• [TO DO]: Each line that includes "tile" must be copied from the records.

• [MATERIAL FOR THIS TASK]:
━━━━━━

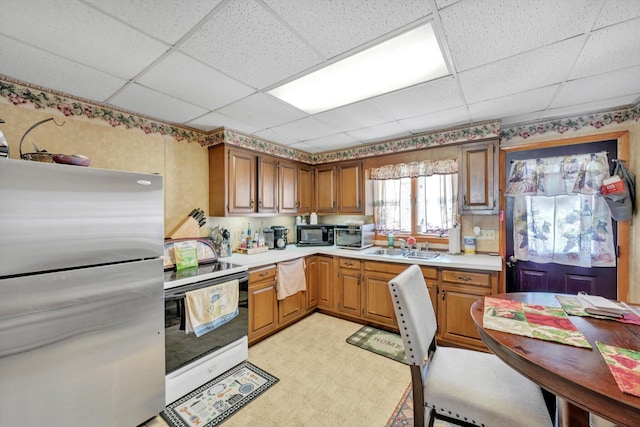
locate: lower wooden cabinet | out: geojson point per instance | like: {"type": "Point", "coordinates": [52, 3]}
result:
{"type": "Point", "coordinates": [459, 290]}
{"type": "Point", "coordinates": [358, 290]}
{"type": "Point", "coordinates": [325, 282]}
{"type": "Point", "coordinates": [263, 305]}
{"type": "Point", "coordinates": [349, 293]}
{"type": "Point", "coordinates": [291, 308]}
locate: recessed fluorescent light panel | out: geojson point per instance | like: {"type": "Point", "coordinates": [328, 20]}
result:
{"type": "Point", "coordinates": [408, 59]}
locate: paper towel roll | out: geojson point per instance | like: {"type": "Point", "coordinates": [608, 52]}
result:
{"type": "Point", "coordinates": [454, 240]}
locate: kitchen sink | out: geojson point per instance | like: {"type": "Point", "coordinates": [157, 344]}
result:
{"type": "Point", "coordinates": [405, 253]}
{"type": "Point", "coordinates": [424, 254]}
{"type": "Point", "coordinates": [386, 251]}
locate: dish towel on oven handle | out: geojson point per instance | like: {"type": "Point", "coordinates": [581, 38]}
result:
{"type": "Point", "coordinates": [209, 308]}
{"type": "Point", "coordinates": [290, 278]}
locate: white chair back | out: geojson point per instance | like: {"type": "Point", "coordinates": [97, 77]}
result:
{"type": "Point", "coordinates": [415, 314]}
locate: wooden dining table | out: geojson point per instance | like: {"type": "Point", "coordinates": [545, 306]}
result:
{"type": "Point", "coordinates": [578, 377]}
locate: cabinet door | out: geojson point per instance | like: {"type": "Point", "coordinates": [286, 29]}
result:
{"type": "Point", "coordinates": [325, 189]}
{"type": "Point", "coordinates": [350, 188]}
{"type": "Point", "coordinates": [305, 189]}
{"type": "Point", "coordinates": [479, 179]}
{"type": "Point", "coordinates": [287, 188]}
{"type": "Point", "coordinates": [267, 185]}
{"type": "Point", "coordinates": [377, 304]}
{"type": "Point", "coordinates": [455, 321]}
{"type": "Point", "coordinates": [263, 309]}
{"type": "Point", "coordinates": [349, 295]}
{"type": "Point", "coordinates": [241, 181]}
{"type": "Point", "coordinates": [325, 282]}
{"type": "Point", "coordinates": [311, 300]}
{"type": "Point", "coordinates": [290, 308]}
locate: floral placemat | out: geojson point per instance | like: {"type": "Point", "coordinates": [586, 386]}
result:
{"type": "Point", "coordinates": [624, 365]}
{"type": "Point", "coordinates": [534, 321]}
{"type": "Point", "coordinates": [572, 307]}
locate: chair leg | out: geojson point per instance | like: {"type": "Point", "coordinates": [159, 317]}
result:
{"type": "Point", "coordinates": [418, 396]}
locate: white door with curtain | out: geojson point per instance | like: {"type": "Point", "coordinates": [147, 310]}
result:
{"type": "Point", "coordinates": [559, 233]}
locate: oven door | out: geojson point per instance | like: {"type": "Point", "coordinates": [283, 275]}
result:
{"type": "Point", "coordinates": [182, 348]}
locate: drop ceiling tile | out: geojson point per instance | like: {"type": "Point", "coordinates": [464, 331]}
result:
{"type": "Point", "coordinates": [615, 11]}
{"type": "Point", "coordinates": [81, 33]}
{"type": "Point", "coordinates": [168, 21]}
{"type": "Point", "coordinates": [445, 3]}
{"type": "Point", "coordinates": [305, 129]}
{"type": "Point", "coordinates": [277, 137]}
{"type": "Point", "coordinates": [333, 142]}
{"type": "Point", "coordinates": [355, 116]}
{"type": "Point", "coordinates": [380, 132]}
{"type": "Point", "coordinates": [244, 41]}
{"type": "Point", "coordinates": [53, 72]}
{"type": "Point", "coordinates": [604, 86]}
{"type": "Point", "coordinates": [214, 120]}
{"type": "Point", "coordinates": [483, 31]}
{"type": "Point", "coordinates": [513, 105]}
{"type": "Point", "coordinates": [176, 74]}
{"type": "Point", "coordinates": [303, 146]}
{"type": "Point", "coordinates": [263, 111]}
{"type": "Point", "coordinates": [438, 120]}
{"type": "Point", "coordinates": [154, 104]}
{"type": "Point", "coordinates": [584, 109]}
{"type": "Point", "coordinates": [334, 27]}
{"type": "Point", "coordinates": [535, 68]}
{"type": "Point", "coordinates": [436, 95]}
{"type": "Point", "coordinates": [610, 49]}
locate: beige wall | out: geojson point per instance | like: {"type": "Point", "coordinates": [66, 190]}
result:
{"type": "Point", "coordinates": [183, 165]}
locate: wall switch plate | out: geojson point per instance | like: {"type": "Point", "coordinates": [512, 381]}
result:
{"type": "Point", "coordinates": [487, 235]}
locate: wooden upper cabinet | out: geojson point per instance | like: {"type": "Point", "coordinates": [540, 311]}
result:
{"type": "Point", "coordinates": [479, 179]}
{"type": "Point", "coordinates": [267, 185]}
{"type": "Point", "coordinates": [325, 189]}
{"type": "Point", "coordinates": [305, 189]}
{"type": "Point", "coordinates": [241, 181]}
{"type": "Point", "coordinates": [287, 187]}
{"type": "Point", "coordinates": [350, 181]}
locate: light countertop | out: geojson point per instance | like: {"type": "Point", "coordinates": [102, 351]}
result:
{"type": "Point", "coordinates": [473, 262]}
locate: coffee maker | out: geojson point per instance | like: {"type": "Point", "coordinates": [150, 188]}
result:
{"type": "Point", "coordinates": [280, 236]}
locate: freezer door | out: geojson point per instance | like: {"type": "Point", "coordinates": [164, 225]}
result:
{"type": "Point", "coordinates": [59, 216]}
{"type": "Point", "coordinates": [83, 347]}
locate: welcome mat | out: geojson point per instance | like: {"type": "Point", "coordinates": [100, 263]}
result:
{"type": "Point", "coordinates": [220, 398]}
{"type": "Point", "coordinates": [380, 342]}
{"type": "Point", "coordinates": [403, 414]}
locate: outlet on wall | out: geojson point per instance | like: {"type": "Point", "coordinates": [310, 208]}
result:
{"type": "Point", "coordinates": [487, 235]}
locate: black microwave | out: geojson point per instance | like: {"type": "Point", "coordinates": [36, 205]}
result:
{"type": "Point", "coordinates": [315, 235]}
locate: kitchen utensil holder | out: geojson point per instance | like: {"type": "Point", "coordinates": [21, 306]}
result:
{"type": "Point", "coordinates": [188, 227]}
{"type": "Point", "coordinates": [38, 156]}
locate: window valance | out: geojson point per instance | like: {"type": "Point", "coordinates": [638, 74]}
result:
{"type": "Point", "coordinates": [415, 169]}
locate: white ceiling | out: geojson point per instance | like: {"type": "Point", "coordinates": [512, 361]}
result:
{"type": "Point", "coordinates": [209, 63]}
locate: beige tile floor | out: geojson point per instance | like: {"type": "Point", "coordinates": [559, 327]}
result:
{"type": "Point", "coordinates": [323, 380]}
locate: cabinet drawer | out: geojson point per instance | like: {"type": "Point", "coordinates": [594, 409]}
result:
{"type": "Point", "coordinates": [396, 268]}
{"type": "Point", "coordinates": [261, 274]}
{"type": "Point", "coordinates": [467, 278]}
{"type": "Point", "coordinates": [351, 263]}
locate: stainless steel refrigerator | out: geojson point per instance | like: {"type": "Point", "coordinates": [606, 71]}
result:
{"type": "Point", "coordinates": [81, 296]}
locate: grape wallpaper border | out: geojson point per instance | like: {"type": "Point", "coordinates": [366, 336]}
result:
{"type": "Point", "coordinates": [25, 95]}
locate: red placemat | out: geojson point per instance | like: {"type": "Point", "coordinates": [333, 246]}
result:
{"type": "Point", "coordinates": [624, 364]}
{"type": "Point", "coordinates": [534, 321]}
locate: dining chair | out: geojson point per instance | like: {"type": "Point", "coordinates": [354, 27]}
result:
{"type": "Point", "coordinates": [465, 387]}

━━━━━━

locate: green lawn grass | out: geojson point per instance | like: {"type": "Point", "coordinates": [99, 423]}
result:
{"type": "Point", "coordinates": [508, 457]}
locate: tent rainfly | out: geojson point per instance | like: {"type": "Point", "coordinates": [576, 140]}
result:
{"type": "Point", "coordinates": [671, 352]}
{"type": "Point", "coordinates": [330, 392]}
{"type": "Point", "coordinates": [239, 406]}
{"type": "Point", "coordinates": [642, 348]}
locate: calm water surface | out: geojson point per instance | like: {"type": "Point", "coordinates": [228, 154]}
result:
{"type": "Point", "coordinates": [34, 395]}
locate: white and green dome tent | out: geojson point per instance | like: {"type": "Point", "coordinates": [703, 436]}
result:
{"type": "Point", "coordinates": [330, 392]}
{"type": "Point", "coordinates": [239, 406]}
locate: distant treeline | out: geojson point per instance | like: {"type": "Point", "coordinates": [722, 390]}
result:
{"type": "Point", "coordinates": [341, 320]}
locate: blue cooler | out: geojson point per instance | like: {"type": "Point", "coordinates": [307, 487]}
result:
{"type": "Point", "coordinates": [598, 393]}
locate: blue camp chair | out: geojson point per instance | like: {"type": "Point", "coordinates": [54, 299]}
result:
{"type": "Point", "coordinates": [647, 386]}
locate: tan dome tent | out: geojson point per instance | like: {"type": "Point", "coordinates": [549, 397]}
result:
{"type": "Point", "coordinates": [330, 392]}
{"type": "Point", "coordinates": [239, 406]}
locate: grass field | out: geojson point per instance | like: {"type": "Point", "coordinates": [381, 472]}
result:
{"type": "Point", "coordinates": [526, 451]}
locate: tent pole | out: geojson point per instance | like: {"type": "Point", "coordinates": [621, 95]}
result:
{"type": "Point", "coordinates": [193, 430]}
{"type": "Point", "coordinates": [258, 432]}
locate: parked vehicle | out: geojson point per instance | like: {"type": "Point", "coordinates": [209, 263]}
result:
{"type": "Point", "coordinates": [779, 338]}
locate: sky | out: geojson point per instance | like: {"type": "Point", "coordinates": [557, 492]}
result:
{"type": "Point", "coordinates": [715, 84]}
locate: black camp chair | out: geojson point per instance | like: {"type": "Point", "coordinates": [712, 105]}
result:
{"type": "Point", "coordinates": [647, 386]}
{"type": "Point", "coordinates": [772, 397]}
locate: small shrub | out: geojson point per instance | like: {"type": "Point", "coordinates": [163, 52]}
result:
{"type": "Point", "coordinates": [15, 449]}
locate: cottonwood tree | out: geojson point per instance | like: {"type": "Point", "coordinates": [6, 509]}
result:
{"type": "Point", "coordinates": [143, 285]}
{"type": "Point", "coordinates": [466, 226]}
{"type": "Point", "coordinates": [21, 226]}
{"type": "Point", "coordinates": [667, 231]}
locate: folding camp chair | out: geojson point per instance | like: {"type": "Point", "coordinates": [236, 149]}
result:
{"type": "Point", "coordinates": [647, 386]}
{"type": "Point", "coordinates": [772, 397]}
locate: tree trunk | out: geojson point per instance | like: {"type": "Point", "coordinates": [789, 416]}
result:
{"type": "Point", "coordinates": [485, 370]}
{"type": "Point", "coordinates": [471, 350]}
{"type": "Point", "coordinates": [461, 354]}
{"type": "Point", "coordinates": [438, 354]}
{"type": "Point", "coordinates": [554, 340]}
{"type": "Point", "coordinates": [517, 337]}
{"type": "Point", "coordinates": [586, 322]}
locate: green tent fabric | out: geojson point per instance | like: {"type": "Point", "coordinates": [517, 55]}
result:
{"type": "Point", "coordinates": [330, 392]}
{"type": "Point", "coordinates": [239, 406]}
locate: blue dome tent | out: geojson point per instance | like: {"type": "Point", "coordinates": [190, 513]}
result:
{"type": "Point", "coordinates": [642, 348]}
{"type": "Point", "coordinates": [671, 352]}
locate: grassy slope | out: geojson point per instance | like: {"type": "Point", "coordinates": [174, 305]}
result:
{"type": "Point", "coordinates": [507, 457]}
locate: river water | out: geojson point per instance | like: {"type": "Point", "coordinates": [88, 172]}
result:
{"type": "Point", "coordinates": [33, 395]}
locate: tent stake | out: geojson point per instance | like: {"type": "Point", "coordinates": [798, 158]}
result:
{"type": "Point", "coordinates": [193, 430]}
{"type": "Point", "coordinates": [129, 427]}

━━━━━━

• [ANSWER SPACE]:
locate: drop ceiling tile | out: geojson point per instance | like: {"type": "Point", "coordinates": [464, 331]}
locate: beige tile floor | out: geojson point per instance | like: {"type": "Point", "coordinates": [559, 327]}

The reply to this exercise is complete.